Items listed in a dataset
BEGIN

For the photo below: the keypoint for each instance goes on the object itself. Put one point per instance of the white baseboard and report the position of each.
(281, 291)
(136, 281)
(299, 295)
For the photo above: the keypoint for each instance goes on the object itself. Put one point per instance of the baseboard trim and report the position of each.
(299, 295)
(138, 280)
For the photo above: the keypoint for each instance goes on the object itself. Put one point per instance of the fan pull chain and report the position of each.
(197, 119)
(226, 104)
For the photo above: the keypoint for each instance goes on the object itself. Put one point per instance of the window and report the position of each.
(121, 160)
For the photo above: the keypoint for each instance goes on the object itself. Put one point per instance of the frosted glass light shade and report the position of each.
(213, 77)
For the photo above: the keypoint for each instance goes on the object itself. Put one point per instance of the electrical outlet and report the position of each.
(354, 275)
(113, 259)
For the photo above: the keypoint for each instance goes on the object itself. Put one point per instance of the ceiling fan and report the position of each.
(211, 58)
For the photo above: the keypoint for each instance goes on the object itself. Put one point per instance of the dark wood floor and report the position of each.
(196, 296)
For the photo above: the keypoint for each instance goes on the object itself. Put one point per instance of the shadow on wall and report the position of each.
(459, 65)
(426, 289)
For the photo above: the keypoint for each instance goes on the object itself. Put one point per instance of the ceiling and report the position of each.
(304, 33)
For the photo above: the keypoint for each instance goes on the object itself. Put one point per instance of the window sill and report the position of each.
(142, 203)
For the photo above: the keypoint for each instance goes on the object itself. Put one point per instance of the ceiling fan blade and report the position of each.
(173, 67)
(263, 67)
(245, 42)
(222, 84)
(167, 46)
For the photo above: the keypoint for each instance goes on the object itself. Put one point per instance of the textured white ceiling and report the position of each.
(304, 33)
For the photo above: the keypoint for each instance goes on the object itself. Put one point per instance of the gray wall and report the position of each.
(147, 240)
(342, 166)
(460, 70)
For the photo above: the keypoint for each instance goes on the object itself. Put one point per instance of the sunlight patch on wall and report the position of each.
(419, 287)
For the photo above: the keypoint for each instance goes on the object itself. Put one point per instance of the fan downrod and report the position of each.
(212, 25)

END

Task description>
Output every line of the rows above as a Markdown table with two columns, Line No. and Row Text, omitting blank lines.

Result below>
| Line No. | Row Text |
|---|---|
| 1 | For the photo below: the keypoint for each instance goes on the object itself. Put one point per instance of the white baseboard and report the position of each. |
| 2 | (281, 291) |
| 3 | (136, 281) |
| 4 | (299, 295) |
| 5 | For the photo above: the keypoint for each instance goes on the object itself. Put one point per instance of the baseboard trim and report the position of each. |
| 6 | (299, 295) |
| 7 | (138, 280) |
| 8 | For the photo above: the keypoint for each instance goes on the object itself. Put one point per instance of the fan pull chain and report the position of each. |
| 9 | (197, 119) |
| 10 | (226, 104) |
| 11 | For the photo above: the keypoint for each instance goes on the object itself. Put one point per instance of the window and report the position of each. |
| 12 | (121, 160) |
| 13 | For the photo above: the keypoint for each instance goes on the object itself. Put one point per instance of the frosted glass light shade and report the position of each. |
| 14 | (213, 77) |
| 15 | For the photo above: the keypoint for each instance goes on the object itself. Put one point per instance of the electrical outlet and report the position of each. |
| 16 | (354, 275) |
| 17 | (113, 259) |
| 18 | For the photo above: the keypoint for each instance goes on the object itself. Put one point per instance of the ceiling fan and report the position of each. |
| 19 | (211, 58) |
| 20 | For the photo above: the keypoint for each instance goes on the object itself. Put one point per instance of the dark wood floor and report the position of each. |
| 21 | (196, 296) |
| 22 | For the photo above: the keypoint for each instance goes on the object itself. Put one point per instance of the shadow on wall and report the position of each. |
| 23 | (459, 65) |
| 24 | (426, 289) |
| 25 | For the photo above: the keypoint for each instance goes on the object itself. Put one point per instance of the ceiling and report the position of each. |
| 26 | (304, 33) |
| 27 | For the photo above: the keypoint for each instance goes on the object itself. Put one point per instance of the window sill and report the position of each. |
| 28 | (142, 203) |
| 29 | For the photo above: the keypoint for each instance goes on the object itself. Put one point per instance of the ceiling fan blade and report the position of each. |
| 30 | (173, 67) |
| 31 | (263, 67) |
| 32 | (245, 42) |
| 33 | (222, 84) |
| 34 | (167, 46) |
| 35 | For the photo above: the keypoint for each instance goes on the object itself. Put one point per instance of the textured white ceiling and report the position of each. |
| 36 | (304, 33) |
| 37 | For the photo above: the keypoint for each instance goes on the object itself. Put one point per instance of the gray wall and report the position of each. |
| 38 | (147, 240) |
| 39 | (342, 166) |
| 40 | (460, 70) |
| 41 | For the photo above: the keypoint for each instance goes on the object itself. Put one point per instance of the sunlight patch on wall and report the position of each. |
| 42 | (419, 287) |
| 43 | For the photo above: the keypoint for each instance goes on the object itself. Put one point per instance of the fan downrod and report the position of each. |
| 44 | (212, 25) |